### WHAT IS ASKED
1. Reproduce the passage of the xz backdoor thread from "The Internet Was" up to and including "blob for them.".
2. Resume the forum thread about the xz backdoor and binary blobs in test files, starting after its final post.

I found this Veratasium documentary on the xz Jia Tan backdoor adventure quite good and surprisingly detailed:

https://www.youtube.com/watch?v=aoag03mSuXQ

The Internet Was Weeks Away From Disaster and No One Knew

YouTube

@bagder I'm confused to as why binary blobs are allowed to be stored in public source code repositories anyways.

I mean, I understand if you want to include assets for a game, but wouldn't it then be safer to store them in readable format before compression? As a simplified example, png's could be stored as xpm in source and then converted into the better format using provided tools, also in the repo.

Tldr being: If blobs are to be used in tests, write a tool that generates the blob for them.

@thanius @bagder just guessing but it might be to hit certain corner cases. For example you might want a file with a certain type of noise to test that your changes to the algorithm didn't cause it to spit out a packed file that's significantly bigger than the incompressible source. Or something that was known to cause crashes or lossy behaviour in previous versions to prevent regressions

@duckz The whole point of unit tests is that they are reproducable. They're tailored for specific scenarios, and should thus be recreateable imho.

### DATA RECORDS
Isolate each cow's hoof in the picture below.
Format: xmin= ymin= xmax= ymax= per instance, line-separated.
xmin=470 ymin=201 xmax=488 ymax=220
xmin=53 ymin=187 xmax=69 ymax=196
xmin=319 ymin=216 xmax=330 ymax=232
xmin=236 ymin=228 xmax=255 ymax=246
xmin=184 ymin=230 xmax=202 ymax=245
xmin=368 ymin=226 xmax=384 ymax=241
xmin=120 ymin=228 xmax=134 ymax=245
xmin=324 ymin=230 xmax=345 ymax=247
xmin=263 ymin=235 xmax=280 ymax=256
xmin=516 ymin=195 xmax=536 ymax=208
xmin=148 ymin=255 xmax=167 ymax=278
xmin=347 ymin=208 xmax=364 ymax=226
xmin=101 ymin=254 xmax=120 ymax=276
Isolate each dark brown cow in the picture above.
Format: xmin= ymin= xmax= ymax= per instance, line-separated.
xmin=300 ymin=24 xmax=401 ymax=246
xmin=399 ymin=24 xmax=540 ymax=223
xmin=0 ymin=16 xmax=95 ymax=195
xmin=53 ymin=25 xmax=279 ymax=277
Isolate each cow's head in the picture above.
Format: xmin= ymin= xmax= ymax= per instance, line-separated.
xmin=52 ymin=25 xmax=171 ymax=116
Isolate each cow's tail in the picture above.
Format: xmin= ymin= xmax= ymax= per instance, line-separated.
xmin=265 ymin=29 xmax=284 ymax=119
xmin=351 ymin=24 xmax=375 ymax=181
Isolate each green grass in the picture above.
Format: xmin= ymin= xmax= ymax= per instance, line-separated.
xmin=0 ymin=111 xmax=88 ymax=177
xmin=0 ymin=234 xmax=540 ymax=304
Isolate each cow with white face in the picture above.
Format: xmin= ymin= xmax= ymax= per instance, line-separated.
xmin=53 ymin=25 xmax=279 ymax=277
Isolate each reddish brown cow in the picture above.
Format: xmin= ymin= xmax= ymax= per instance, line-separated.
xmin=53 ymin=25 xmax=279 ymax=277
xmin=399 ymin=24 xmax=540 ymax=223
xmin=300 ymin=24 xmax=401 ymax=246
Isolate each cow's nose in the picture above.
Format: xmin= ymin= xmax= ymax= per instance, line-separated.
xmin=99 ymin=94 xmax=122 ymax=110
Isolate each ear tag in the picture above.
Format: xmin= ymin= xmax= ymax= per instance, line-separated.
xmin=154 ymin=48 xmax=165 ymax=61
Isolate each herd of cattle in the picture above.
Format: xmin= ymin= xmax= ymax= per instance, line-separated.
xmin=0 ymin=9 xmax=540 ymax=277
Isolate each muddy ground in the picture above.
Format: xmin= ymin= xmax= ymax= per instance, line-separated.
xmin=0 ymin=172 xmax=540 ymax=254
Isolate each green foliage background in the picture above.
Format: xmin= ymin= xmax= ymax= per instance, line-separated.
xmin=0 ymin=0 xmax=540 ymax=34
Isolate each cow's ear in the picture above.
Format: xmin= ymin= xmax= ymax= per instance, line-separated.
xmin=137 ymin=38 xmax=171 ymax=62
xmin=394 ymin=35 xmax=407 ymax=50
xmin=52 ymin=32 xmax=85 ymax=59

### ANSWERS FOR THE TASKS
1.
The Internet Was Weeks Away From Disaster and No One Knew

YouTube

@bagder I'm confused to as why binary blobs are allowed to be stored in public source code repositories anyways.

I mean, I understand if you want to include assets for a game, but wouldn't it then be safer to store them in readable format before compression? As a simplified example, png's could be stored as xpm in source and then converted into the better format using provided tools, also in the repo.

Tldr being: If blobs are to be used in tests, write a tool that generates the blob for them.

2.
If you know how to reproduce a certain scenario, where the application expects a blob for the mockup, then build a tool that creates the blob before testing.

Prepare -> mock -> test

@thanius I get that and you can probably do what you say to generate certain sequences including noise even though it might be non-trivial, but if there is a certain binary sequence that was once a chunk of a file that someone attached to a bug report, you can't reasonably generate that. It doesn't have to be megs either, so why look for a function that generates 10 specific bytes when you can just commit those 10 bytes?
@duckz Because it wouldn't be source code. :)